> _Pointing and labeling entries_
__________________________________________________

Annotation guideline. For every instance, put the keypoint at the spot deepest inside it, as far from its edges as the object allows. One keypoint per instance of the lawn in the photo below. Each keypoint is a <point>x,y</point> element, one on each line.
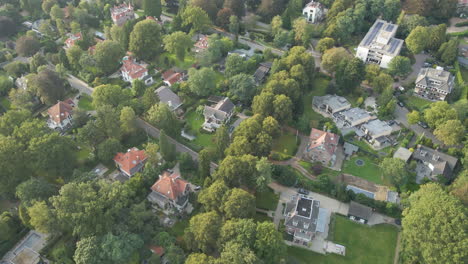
<point>286,144</point>
<point>261,217</point>
<point>364,245</point>
<point>189,60</point>
<point>86,102</point>
<point>267,200</point>
<point>195,122</point>
<point>369,171</point>
<point>325,171</point>
<point>414,103</point>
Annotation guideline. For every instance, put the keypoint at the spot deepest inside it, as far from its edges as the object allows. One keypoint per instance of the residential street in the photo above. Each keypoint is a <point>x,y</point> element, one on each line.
<point>400,116</point>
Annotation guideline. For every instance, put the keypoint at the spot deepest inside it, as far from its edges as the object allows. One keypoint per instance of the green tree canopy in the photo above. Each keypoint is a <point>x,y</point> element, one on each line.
<point>446,214</point>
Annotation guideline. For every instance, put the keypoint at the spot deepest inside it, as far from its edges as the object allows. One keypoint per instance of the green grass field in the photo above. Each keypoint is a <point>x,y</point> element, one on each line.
<point>195,122</point>
<point>86,102</point>
<point>286,144</point>
<point>364,245</point>
<point>267,200</point>
<point>369,171</point>
<point>414,103</point>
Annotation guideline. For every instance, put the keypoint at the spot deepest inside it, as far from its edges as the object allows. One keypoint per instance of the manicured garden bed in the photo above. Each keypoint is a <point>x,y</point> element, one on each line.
<point>364,245</point>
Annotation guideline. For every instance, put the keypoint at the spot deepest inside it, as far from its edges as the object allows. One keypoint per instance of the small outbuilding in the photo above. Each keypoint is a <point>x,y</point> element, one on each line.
<point>359,212</point>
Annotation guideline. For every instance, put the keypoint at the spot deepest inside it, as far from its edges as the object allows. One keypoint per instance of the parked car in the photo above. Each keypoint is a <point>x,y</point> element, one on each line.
<point>423,125</point>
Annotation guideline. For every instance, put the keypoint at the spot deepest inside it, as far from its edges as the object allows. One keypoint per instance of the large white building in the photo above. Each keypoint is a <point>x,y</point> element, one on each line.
<point>313,12</point>
<point>380,46</point>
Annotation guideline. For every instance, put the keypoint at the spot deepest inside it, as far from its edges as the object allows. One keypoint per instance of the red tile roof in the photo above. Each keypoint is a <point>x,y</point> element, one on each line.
<point>70,42</point>
<point>170,185</point>
<point>133,69</point>
<point>158,250</point>
<point>171,76</point>
<point>61,110</point>
<point>319,138</point>
<point>129,160</point>
<point>202,43</point>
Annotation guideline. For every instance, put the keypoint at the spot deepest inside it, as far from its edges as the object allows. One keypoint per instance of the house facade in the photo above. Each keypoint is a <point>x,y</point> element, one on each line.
<point>434,84</point>
<point>60,115</point>
<point>130,162</point>
<point>132,70</point>
<point>380,46</point>
<point>217,115</point>
<point>322,147</point>
<point>304,218</point>
<point>170,191</point>
<point>122,13</point>
<point>313,12</point>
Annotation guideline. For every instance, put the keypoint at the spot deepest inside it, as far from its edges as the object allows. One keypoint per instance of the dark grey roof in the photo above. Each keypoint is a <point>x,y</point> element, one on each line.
<point>443,163</point>
<point>302,213</point>
<point>167,96</point>
<point>359,210</point>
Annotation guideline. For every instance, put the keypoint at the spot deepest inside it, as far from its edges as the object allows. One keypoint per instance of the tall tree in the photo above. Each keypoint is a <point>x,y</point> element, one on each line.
<point>417,39</point>
<point>202,82</point>
<point>451,132</point>
<point>108,54</point>
<point>446,214</point>
<point>152,8</point>
<point>177,43</point>
<point>145,39</point>
<point>168,151</point>
<point>196,18</point>
<point>162,117</point>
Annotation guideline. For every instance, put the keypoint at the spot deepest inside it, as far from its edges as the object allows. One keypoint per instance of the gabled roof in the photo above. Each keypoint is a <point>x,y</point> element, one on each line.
<point>221,110</point>
<point>61,110</point>
<point>359,210</point>
<point>133,69</point>
<point>129,160</point>
<point>167,96</point>
<point>202,42</point>
<point>70,42</point>
<point>172,77</point>
<point>323,140</point>
<point>170,186</point>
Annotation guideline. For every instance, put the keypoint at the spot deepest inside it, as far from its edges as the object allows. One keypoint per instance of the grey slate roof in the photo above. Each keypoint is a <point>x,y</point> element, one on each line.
<point>427,76</point>
<point>443,163</point>
<point>167,96</point>
<point>303,213</point>
<point>359,210</point>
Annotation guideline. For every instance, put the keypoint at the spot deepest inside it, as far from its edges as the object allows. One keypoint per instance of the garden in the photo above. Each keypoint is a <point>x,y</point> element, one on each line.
<point>364,244</point>
<point>364,167</point>
<point>193,127</point>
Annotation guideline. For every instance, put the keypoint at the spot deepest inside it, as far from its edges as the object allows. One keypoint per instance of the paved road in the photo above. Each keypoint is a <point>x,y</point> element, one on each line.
<point>400,116</point>
<point>154,132</point>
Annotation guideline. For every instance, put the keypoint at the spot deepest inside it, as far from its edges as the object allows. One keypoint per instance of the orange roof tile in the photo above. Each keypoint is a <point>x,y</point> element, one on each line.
<point>170,185</point>
<point>129,160</point>
<point>61,110</point>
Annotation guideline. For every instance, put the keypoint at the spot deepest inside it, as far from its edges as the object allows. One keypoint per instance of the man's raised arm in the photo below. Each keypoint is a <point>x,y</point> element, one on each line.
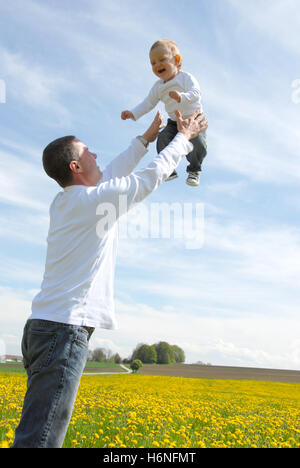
<point>126,162</point>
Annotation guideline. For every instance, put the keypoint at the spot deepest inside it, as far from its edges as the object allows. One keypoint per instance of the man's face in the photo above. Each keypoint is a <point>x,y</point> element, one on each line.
<point>87,163</point>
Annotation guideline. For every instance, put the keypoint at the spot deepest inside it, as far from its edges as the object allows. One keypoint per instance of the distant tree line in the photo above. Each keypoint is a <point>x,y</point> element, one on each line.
<point>158,353</point>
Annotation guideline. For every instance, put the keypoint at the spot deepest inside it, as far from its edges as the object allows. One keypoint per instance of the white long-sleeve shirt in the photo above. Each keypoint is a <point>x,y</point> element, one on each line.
<point>77,287</point>
<point>188,88</point>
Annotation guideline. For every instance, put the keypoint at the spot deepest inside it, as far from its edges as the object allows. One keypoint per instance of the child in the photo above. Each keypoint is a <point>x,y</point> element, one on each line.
<point>177,90</point>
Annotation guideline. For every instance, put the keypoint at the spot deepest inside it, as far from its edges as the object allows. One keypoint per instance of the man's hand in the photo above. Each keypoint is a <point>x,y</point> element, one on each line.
<point>192,126</point>
<point>175,95</point>
<point>127,115</point>
<point>152,132</point>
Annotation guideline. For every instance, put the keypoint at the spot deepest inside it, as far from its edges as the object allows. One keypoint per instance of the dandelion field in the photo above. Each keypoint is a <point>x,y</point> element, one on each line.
<point>169,412</point>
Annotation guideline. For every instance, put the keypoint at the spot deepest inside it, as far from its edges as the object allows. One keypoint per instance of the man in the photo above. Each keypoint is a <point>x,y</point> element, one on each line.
<point>77,289</point>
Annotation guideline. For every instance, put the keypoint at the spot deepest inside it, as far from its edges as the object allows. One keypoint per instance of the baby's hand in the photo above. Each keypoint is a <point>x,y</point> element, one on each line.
<point>127,115</point>
<point>175,95</point>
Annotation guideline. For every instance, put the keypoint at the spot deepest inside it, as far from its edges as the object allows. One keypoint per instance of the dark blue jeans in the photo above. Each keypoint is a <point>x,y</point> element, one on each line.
<point>194,158</point>
<point>54,357</point>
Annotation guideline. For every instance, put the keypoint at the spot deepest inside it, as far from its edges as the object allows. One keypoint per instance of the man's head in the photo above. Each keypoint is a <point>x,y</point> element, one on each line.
<point>68,161</point>
<point>165,59</point>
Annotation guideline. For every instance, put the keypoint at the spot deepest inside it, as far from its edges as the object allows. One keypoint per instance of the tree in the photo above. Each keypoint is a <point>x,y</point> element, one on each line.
<point>117,359</point>
<point>165,353</point>
<point>99,355</point>
<point>145,353</point>
<point>136,365</point>
<point>179,354</point>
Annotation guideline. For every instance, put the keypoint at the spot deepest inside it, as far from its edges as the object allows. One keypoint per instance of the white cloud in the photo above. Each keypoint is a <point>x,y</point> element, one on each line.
<point>34,85</point>
<point>279,20</point>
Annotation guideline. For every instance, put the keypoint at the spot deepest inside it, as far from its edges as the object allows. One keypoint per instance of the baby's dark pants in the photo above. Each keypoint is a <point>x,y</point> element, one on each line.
<point>196,156</point>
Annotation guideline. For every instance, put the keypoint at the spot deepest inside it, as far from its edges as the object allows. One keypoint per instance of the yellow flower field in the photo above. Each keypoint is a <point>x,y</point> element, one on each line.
<point>149,411</point>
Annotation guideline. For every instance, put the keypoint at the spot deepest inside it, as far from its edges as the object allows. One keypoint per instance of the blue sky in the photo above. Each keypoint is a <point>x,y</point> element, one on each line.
<point>70,68</point>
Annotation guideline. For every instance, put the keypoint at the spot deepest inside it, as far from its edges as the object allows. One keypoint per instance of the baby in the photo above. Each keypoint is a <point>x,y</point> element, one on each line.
<point>177,90</point>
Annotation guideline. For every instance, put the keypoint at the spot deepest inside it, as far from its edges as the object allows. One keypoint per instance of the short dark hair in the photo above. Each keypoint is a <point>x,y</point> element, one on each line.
<point>57,157</point>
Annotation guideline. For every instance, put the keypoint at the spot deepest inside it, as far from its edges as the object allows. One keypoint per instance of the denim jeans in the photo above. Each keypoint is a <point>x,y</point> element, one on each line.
<point>54,357</point>
<point>199,152</point>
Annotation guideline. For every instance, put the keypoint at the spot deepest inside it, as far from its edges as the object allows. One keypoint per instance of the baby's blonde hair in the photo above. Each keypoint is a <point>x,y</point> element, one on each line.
<point>171,46</point>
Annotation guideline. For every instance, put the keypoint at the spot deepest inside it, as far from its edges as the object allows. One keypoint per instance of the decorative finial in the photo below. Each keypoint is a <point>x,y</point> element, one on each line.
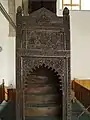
<point>19,11</point>
<point>66,11</point>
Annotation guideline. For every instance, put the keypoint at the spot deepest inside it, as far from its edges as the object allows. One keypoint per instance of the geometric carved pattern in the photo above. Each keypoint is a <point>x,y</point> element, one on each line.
<point>56,64</point>
<point>43,39</point>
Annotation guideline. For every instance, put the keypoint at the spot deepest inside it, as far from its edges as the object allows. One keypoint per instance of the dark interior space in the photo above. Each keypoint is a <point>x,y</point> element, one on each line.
<point>34,5</point>
<point>43,95</point>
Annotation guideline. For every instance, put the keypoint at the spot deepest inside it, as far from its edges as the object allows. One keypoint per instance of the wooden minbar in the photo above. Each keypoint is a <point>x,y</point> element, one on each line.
<point>43,65</point>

__________________________________________________

> _Exercise description_
Please rewrite the stretch of the material from the line that contains "the baby in" through the line that contains "<point>199,152</point>", keeping every line, and scale each point coordinate by 0.75, rounding to whole numbers with halves going up.

> _Solution to this task_
Annotation guideline. For every instance, put the keypoint at the spot deepest inside it, as far from its edges as the object allows. One keypoint per instance of the baby in the photo above. Each keypoint is a <point>x,y</point> element, one on each line.
<point>133,68</point>
Annotation guideline. For every instance, put the keypoint at the spot deepest inside it, as far from its edges as the object allows. One keypoint per instance of the short dark hair in the photo above. Each keypoint is a <point>x,y</point> element, one on each line.
<point>43,118</point>
Annotation guideline. For every instance, put the keypoint at the spot deepest inside it, as far from its edges as the object allows. One keypoint per instance of the denim jeans in the photo above. Each keypoint is a <point>x,y</point> element, one on each line.
<point>41,268</point>
<point>149,114</point>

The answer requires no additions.